• **Data for this task**

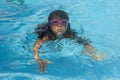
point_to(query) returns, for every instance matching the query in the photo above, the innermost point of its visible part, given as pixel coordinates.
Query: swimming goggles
(56, 22)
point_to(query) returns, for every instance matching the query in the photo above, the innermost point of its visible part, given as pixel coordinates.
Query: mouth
(59, 30)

• **Description of the task**
Restate the whole listing exactly as written, minus the pictures.

• **Solution**
point_to(query) returns, for every instance matching the query in the photo above, the innermost point of its visible part, given as pixel coordinates.
Query: swimming goggles
(56, 22)
point_to(query) returns, for every instance matching the query in the photo above, the innermost point of its visible part, given as pixel coordinates.
Query: mouth
(59, 30)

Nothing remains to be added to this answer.